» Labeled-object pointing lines
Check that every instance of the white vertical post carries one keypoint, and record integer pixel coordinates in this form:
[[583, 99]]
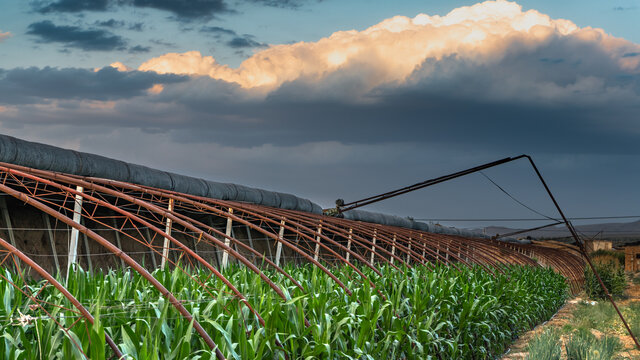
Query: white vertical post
[[73, 241], [393, 248], [167, 230], [349, 243], [316, 254], [373, 247], [153, 257], [225, 253], [279, 246], [7, 220], [118, 242], [52, 240]]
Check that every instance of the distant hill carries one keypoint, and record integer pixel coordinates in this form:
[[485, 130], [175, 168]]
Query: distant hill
[[621, 233]]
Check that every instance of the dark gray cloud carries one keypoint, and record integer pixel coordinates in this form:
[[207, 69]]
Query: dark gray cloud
[[119, 24], [182, 9], [235, 41], [291, 4], [111, 23], [138, 26], [72, 6], [244, 41], [35, 85], [76, 37], [217, 30], [186, 9], [624, 8], [139, 49]]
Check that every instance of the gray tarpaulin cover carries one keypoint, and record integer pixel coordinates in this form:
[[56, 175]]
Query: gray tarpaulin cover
[[47, 157], [384, 219]]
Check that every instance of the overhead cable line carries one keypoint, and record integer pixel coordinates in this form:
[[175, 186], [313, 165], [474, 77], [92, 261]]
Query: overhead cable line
[[535, 219]]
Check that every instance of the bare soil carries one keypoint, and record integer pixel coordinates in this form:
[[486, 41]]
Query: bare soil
[[565, 316]]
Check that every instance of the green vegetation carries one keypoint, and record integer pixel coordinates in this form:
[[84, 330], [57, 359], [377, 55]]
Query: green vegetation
[[601, 316], [602, 256], [612, 276], [545, 346], [583, 345], [424, 314]]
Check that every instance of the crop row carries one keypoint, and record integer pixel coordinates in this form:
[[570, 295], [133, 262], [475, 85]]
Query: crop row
[[416, 313]]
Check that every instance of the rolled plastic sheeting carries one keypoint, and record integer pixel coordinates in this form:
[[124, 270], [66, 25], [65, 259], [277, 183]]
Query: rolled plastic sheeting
[[51, 158], [392, 220]]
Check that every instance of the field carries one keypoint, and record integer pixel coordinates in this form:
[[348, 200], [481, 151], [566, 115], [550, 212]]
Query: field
[[416, 313]]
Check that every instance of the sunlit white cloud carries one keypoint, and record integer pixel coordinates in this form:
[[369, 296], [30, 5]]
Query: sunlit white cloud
[[391, 51]]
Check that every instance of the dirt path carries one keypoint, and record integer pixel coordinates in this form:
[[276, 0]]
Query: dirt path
[[565, 317]]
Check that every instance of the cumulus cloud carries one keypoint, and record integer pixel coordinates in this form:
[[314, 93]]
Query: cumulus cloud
[[33, 85], [72, 6], [76, 37], [292, 4], [182, 9], [488, 76], [400, 48]]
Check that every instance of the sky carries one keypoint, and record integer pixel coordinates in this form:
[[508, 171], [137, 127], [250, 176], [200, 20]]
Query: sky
[[342, 99]]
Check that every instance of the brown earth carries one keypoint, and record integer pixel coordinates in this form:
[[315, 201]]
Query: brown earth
[[518, 351]]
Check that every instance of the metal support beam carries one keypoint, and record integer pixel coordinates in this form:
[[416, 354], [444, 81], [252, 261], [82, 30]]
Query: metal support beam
[[373, 247], [393, 248], [225, 254], [52, 240], [153, 256], [118, 242], [165, 245], [7, 220], [349, 243], [88, 251], [316, 253], [73, 240], [279, 246]]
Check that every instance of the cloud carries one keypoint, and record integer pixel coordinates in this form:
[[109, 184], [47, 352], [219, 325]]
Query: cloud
[[40, 86], [182, 9], [292, 4], [216, 30], [245, 41], [186, 9], [489, 76], [76, 37], [623, 8], [397, 50], [111, 23], [139, 49], [72, 6]]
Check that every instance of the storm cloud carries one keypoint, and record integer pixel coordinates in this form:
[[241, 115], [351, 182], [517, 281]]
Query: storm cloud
[[76, 37], [39, 86], [182, 9]]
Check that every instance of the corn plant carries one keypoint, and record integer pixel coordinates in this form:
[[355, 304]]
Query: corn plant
[[416, 313]]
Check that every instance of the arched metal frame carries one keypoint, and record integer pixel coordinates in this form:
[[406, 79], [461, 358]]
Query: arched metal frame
[[305, 236]]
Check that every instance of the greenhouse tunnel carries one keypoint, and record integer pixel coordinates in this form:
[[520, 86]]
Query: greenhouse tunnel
[[130, 216]]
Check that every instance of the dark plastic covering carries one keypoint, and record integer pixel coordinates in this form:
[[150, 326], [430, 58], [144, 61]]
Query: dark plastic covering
[[391, 220], [47, 157]]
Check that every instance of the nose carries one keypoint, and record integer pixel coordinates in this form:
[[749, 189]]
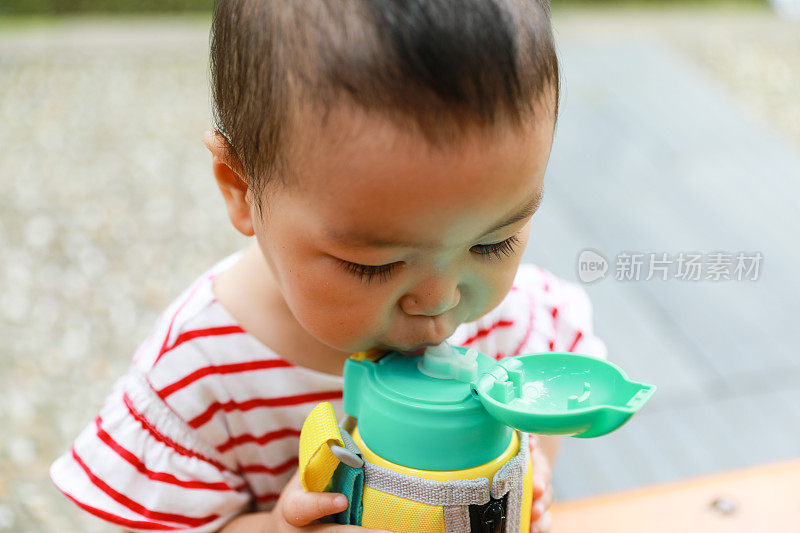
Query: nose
[[432, 297]]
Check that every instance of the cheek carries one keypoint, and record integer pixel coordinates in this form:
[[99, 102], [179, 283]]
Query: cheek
[[334, 309]]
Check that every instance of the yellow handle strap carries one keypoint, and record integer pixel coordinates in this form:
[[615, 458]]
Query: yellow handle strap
[[317, 462]]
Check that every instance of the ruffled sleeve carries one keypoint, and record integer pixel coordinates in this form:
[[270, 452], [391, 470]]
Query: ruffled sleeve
[[141, 467]]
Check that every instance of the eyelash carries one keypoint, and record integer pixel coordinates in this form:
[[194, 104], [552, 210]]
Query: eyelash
[[369, 272]]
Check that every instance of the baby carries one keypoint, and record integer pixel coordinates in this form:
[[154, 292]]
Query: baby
[[387, 157]]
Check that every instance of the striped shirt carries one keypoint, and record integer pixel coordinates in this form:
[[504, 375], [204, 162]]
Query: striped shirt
[[206, 423]]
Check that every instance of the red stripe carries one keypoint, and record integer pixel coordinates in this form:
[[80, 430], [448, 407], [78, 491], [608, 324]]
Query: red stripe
[[165, 440], [221, 369], [137, 507], [574, 342], [155, 476], [263, 402], [115, 519], [529, 330], [274, 470], [263, 439], [199, 333], [484, 332], [164, 348]]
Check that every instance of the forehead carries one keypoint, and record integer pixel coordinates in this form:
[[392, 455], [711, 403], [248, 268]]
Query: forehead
[[361, 178]]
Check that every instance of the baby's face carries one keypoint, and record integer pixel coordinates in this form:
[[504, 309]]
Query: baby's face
[[386, 242]]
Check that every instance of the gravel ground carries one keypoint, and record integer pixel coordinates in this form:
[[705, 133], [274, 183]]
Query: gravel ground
[[108, 208]]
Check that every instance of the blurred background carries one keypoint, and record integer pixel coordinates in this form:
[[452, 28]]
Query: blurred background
[[679, 132]]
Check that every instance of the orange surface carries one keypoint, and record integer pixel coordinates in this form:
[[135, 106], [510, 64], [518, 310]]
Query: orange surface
[[766, 499]]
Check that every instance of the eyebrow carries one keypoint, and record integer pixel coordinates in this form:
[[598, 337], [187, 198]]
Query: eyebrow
[[358, 238]]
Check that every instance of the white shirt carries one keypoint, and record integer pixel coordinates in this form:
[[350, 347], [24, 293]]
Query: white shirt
[[206, 423]]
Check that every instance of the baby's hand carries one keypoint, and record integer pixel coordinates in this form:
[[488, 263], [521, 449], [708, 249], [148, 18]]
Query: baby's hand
[[297, 509], [541, 520]]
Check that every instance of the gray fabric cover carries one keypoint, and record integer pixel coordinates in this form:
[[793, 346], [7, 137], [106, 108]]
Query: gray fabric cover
[[454, 496]]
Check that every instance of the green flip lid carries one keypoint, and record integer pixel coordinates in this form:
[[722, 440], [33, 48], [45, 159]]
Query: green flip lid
[[454, 407]]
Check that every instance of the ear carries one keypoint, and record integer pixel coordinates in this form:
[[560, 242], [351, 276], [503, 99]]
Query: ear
[[229, 175]]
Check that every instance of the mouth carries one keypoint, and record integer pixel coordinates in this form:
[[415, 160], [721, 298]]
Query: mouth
[[419, 350]]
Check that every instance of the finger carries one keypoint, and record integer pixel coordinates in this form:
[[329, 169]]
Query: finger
[[541, 505], [544, 524], [301, 508], [547, 498], [540, 481]]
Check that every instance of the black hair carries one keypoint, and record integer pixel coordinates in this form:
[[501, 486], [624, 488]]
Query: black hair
[[439, 66]]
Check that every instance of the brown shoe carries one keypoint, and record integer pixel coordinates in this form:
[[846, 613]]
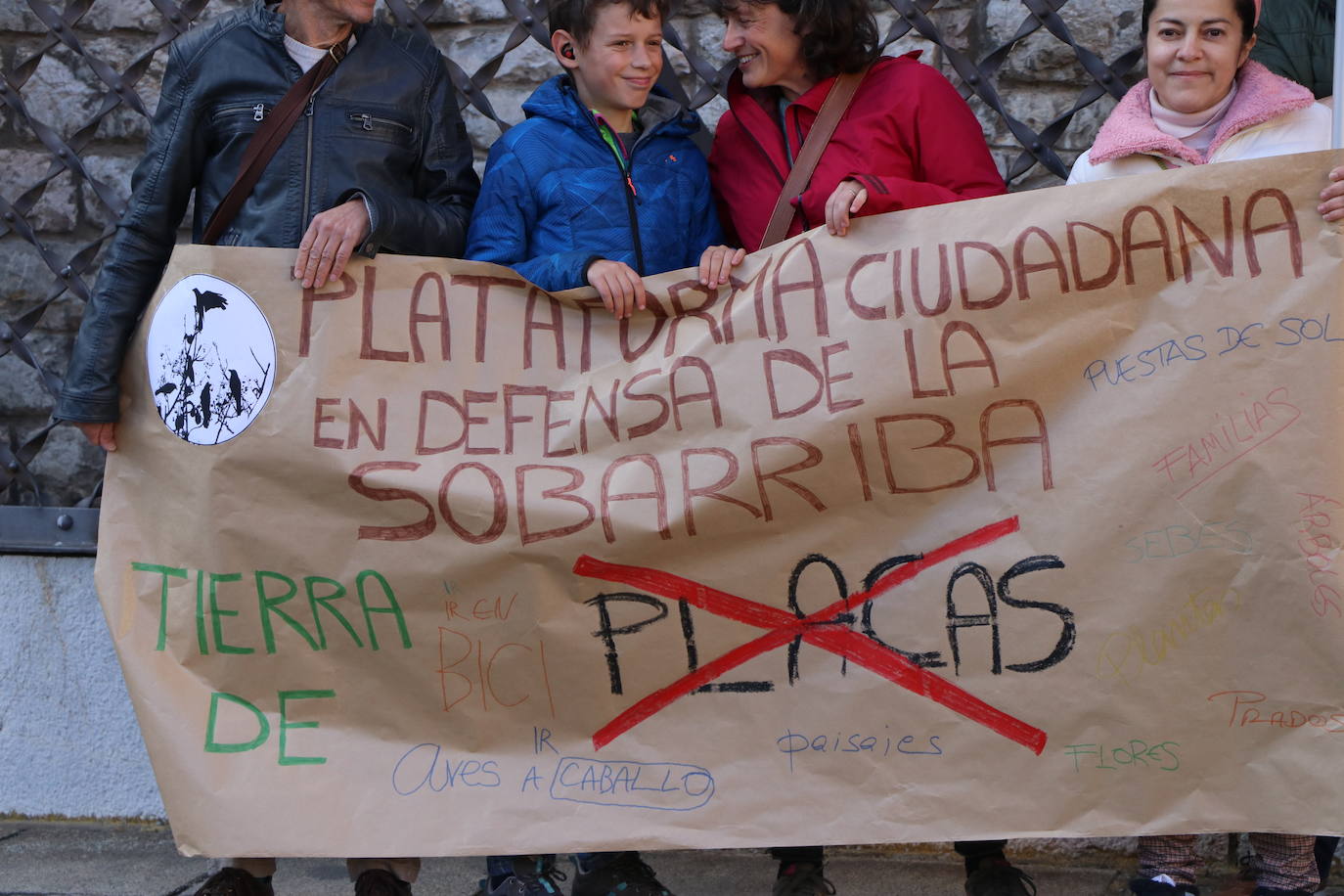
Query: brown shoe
[[377, 881], [234, 881]]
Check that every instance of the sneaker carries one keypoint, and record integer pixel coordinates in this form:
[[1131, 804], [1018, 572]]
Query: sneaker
[[376, 881], [801, 878], [1161, 885], [998, 877], [532, 876], [234, 881], [624, 874]]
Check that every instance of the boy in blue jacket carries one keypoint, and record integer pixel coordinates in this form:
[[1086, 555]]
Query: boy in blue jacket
[[600, 187], [603, 183]]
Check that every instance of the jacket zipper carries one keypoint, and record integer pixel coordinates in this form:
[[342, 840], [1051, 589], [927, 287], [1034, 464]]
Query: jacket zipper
[[367, 122], [631, 193], [308, 161], [257, 111]]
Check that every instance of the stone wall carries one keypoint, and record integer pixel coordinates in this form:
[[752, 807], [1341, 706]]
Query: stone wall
[[1038, 79]]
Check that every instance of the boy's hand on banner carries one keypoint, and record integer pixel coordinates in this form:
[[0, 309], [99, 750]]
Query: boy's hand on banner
[[100, 434], [717, 263], [620, 287], [330, 242], [1332, 198], [848, 198]]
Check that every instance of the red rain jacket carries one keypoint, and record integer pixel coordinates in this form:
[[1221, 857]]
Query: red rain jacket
[[908, 136]]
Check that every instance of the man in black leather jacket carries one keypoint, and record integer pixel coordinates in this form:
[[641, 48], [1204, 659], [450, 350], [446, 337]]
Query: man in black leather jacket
[[380, 160]]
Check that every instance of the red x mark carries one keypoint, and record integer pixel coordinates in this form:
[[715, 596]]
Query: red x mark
[[818, 629]]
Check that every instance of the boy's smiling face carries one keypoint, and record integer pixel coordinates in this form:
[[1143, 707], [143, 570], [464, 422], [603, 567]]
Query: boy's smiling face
[[620, 65]]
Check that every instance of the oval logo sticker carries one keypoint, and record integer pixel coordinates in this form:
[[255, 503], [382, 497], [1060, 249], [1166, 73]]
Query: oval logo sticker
[[211, 359]]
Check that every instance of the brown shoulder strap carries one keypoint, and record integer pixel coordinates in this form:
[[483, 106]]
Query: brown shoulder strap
[[268, 139], [832, 109]]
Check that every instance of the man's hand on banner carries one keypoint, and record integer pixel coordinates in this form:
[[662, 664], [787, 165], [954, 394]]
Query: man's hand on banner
[[1332, 198], [100, 434], [848, 199], [717, 263], [620, 287], [330, 241]]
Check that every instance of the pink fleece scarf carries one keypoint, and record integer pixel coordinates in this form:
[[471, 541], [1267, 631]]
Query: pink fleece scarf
[[1129, 130]]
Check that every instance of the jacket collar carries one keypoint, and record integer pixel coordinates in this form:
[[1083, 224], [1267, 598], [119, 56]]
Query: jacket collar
[[1129, 130]]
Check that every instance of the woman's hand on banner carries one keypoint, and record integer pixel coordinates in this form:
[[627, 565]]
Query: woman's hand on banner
[[100, 434], [330, 241], [717, 263], [620, 287], [1332, 198], [847, 199]]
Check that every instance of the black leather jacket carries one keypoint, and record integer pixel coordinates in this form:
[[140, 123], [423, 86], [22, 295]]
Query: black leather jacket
[[384, 125]]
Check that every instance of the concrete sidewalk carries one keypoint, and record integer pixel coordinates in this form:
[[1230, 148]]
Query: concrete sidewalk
[[104, 859]]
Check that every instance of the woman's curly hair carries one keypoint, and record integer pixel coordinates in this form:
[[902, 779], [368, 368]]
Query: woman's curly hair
[[837, 35]]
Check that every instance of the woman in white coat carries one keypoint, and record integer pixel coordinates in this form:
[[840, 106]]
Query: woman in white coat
[[1204, 103]]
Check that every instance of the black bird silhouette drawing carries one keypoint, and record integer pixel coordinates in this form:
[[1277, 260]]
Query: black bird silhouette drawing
[[204, 405], [205, 301], [236, 389], [204, 381]]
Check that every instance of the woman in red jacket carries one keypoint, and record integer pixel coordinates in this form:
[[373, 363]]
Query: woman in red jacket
[[906, 140]]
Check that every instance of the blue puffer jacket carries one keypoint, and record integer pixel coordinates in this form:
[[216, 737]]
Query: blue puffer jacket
[[556, 198]]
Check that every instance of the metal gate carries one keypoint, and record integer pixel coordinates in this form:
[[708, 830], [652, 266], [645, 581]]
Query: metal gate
[[61, 197]]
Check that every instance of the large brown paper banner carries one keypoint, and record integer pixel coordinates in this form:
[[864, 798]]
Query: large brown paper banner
[[1007, 517]]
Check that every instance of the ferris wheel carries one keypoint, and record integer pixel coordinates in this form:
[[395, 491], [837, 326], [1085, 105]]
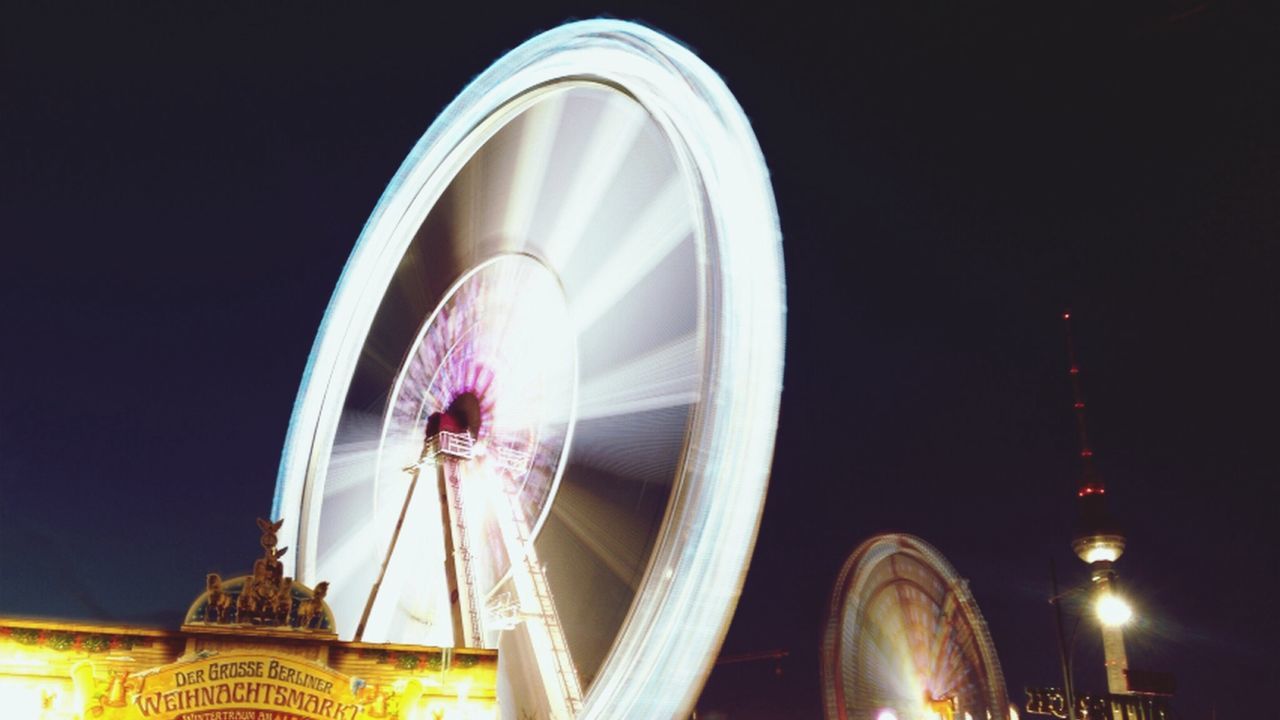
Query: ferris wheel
[[905, 641], [539, 414]]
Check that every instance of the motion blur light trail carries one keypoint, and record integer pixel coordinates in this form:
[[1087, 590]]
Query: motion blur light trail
[[904, 638], [580, 265]]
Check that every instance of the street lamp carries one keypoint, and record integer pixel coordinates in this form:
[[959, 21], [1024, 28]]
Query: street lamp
[[1112, 613]]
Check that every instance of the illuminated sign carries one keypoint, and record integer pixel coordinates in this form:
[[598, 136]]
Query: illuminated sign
[[243, 687]]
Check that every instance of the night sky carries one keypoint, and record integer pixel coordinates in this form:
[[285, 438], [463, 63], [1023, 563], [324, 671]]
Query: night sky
[[181, 185]]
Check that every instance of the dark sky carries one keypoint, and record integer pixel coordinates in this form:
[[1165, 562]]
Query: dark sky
[[181, 183]]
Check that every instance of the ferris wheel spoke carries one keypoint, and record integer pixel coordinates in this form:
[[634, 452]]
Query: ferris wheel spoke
[[536, 130], [666, 377], [597, 140], [662, 226]]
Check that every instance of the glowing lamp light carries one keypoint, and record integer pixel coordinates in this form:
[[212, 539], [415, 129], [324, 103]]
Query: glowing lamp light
[[1112, 610]]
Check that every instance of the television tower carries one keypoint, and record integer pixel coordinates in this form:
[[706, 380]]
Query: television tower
[[1098, 542]]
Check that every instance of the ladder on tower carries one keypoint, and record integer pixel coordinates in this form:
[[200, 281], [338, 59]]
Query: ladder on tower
[[547, 615]]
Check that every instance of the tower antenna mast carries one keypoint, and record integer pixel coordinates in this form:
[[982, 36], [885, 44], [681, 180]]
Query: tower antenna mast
[[1097, 540]]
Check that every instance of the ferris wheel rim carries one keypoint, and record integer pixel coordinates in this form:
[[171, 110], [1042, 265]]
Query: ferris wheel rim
[[743, 376]]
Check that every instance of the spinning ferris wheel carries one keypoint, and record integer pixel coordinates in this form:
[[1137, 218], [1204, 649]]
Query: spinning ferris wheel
[[539, 413], [904, 639]]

» YOUR TASK
Copy the lines verbatim, beginning with the line containing "Check that every instance of the boy's smiling" and continuing through the line containing "[[1204, 103]]", with both of those lines included.

» SOLUTION FOR THIS TASK
Check that every instance of the boy's smiling face carries one keypoint, and record integer pixel coordinates in this form:
[[1143, 707], [143, 570], [464, 422], [603, 567]]
Query: boy's smiling face
[[620, 65]]
Check that every instance of the oval logo sticker carries one keypoint, and record integer pixel coordinates in this form:
[[255, 503], [382, 497], [1060, 249], [1166, 73]]
Query: oval logo sticker
[[211, 359]]
Check that every instance of the brown shoulder strap carries one keypoint, and record integer pixel coordinates in this form:
[[483, 106]]
Query: brown shoulder strap
[[268, 139], [832, 109]]
Check that every instance of the man's hand on banner carries one keypoint, and record integer pixel coordinates in this form:
[[662, 664], [787, 165], [954, 394]]
Query: man's hand on banner
[[1332, 198], [100, 434], [848, 199], [717, 263], [620, 287], [330, 241]]
Check that every instance of the pink fleece scarf carries one keypoint, and record integer pixel coordinates in this form:
[[471, 541], [1267, 631]]
Query: pink fleece scarf
[[1129, 130]]
Check that every instance of the jacket collar carries one keypoint, and record integer pixel coordinates in this form:
[[1083, 224], [1267, 598], [119, 56]]
Query: jacket collar
[[1129, 130]]
Check that every instance of the woman's hand on banner carries one keypoint, and record integer pixel coordinates in this form:
[[627, 565]]
Query: woman's hand on banner
[[100, 434], [330, 241], [717, 263], [620, 287], [1332, 198], [847, 199]]
Check that every instance of the black leather jacket carries one keypoint, and record integer pixel coordinates in this form:
[[140, 123], [423, 86], [22, 295]]
Query: black leather jacket
[[384, 125]]
Check that every instance of the concrete sidewalk carries one keypoint, and record integer pixel coordinates in this form:
[[1230, 148]]
Query: concrete sidewalk
[[104, 859]]
Check that every instance of the woman's curly hair carries one keypoint, and record integer pixel coordinates in this form:
[[902, 779], [368, 368]]
Query: woman's curly hair
[[837, 35]]
Check that every instance of the woman in white coat carries one keypoint, and record integer pixel coordinates in this form:
[[840, 106]]
Query: woman in white coat
[[1204, 103]]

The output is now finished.